Extracted data entries

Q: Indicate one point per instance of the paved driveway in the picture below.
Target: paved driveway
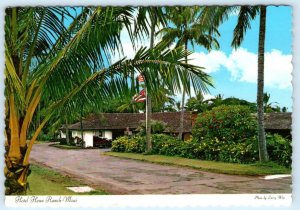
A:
(123, 176)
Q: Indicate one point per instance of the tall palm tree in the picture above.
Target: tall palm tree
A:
(184, 29)
(217, 15)
(43, 57)
(156, 18)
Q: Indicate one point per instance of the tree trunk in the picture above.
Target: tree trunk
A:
(15, 177)
(67, 132)
(148, 98)
(182, 104)
(263, 154)
(81, 126)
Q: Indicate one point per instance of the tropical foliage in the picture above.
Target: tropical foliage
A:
(184, 28)
(231, 123)
(217, 15)
(48, 61)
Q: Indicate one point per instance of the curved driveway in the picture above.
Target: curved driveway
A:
(124, 176)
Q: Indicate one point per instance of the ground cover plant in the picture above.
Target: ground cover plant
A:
(253, 169)
(226, 133)
(44, 181)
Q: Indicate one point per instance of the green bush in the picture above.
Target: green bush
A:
(135, 144)
(279, 149)
(227, 123)
(157, 127)
(245, 151)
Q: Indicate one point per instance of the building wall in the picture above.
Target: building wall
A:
(62, 134)
(107, 134)
(88, 138)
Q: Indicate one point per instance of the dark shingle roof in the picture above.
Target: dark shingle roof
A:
(111, 121)
(278, 121)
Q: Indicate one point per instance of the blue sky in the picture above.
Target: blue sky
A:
(235, 78)
(234, 72)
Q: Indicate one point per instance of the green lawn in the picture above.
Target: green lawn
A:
(43, 181)
(65, 146)
(212, 166)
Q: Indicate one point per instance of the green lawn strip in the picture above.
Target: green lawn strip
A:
(65, 146)
(211, 166)
(43, 181)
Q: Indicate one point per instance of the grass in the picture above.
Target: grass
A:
(211, 166)
(65, 146)
(43, 181)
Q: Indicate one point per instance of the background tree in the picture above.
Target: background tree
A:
(42, 56)
(184, 28)
(216, 16)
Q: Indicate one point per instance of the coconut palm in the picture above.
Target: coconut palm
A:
(184, 29)
(42, 58)
(149, 18)
(217, 15)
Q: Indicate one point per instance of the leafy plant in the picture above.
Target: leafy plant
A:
(226, 123)
(156, 127)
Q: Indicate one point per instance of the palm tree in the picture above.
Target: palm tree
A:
(184, 28)
(156, 17)
(215, 16)
(42, 57)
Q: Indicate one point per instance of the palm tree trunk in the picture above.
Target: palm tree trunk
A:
(263, 154)
(148, 99)
(81, 126)
(67, 132)
(182, 105)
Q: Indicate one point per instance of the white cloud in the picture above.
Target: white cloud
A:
(242, 65)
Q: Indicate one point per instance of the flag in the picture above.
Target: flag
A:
(141, 78)
(141, 97)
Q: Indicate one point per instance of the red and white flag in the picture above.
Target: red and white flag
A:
(141, 78)
(141, 97)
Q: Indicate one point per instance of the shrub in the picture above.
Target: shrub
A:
(119, 145)
(226, 123)
(135, 144)
(63, 141)
(279, 149)
(245, 151)
(156, 127)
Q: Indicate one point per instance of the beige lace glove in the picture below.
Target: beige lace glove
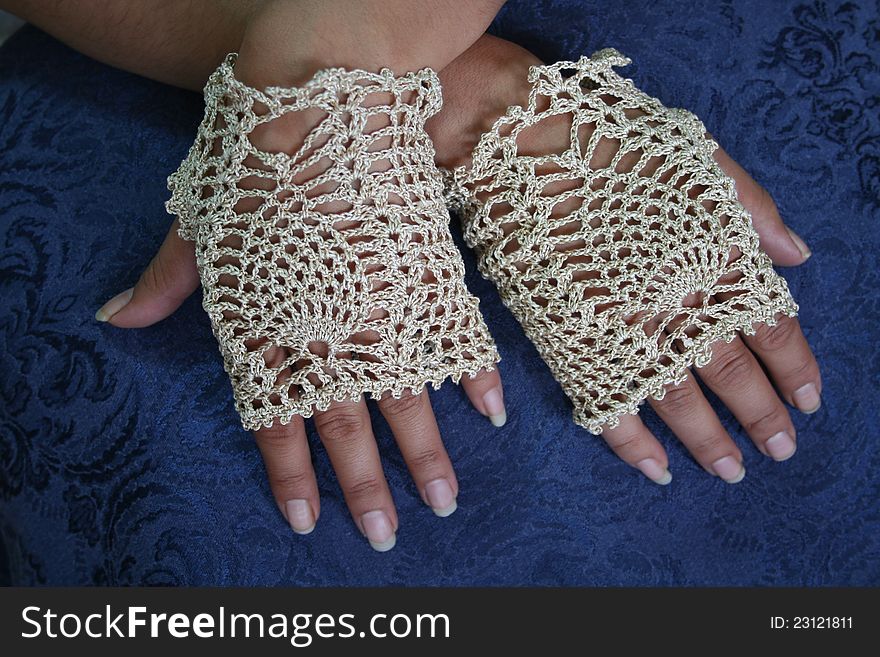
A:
(335, 253)
(625, 255)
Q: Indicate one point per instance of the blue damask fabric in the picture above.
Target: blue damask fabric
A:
(122, 460)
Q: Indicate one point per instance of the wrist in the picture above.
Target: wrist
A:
(286, 42)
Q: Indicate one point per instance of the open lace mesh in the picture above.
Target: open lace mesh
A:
(327, 267)
(626, 253)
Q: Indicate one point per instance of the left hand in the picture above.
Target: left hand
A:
(478, 87)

* _The problem_: Take the records above and transcribe them exactly, dropping every picture.

* _Result of this exercise_:
Q: Indicate one point per instance of the paved driveway in the picture below.
Target: paved driveway
A:
(123, 176)
Q: Indicate one point per instance of the tall palm tree in the picture above.
Target: tall palm tree
A:
(184, 29)
(217, 15)
(43, 57)
(156, 18)
Q: Indicate one point per instance of the tree trunk in the picture above.
Target: tree trunk
A:
(15, 177)
(67, 132)
(148, 98)
(182, 104)
(263, 154)
(81, 126)
Q: Indicate one point per instance of the tropical foliage in the picture above.
Target: tropical foliage
A:
(184, 28)
(231, 123)
(217, 15)
(48, 61)
Q: Indicate one point per instance of the curved driveway in the picture above.
Target: curved driveway
A:
(124, 176)
Q: Indicate one point per instance of the ground cover plant in the picture above.
Target: ground cover plant
A:
(253, 169)
(226, 133)
(44, 181)
Q: Indicate one point per instance of the green bush in the picture above.
Target: green bush
A:
(135, 144)
(279, 149)
(227, 123)
(157, 127)
(245, 151)
Q: Indicate one point per instance of the building wall in the picture above.
Target: building wall
A:
(62, 134)
(107, 134)
(88, 138)
Q: Indicate one point per instance of the dark shingle roof in the picture above.
Target: dark shingle roof
A:
(111, 121)
(278, 121)
Q: Indicate one point per instance of the blue sky in the picture above.
Target: blue sky
A:
(235, 78)
(234, 72)
Q: Indicate one point per instance of the green lawn in the picture above.
Target: green lawn
A:
(43, 181)
(65, 146)
(212, 166)
Q: Indicate one point per instance of the green lawn strip in the picture above.
Target: green lawn strip
A:
(65, 146)
(211, 166)
(43, 181)
Q: Indicate one point per instance of the grass in the picture above.
Target: grass
A:
(211, 166)
(65, 146)
(43, 181)
Q: Indicate one point per instance of the background tree in the picture above.
Target: background tree
A:
(42, 56)
(184, 28)
(216, 16)
Q: Indicate one point per instance of the coconut palm in the picture above.
Target: coconut palm
A:
(184, 29)
(42, 58)
(149, 18)
(217, 15)
Q: Indicate one point per instance of the leafy plant in the picture above.
Target: leafy plant
A:
(226, 123)
(156, 127)
Q: Indicate one point per instance of the palm tree in the picture above.
Target: palm tree
A:
(184, 28)
(156, 17)
(215, 16)
(42, 57)
Q: Indicate one point per instance of the palm tree trunk in the picture above.
Target: palm tree trunk
A:
(263, 154)
(148, 99)
(81, 126)
(67, 132)
(182, 105)
Q: Indicate one point per instance of the white cloud in the picture above.
Target: white cloud
A:
(242, 65)
Q: Indicate one point per instance of the flag in the picture above.
Target: flag
A:
(141, 78)
(141, 97)
Q: Indicate one point per instance of the red and white flag in the picture above.
Target: red and white flag
A:
(141, 78)
(141, 97)
Q: Indicate one point per instance of the shrub in the picture above.
Target: shrub
A:
(119, 145)
(226, 123)
(135, 144)
(63, 141)
(279, 149)
(245, 151)
(156, 127)
Q: Indicate one point per instance of the beige lace glove in the picture below.
Target: beige lace glove
A:
(335, 253)
(625, 255)
Q: Indicate one point per instance of the blue damask fabric in the picture above.
Target: blue damask fabric
A:
(122, 460)
Q: Indicate one point per instance of the wrist in the picture above.
Target: wrist
A:
(286, 42)
Q: Indicate one point per instance of the open lace mesh in the picture above.
Target: open lace mesh
A:
(327, 267)
(626, 253)
Q: Indicate one point per instance of the left hand in the picture above.
Target: left hand
A:
(478, 87)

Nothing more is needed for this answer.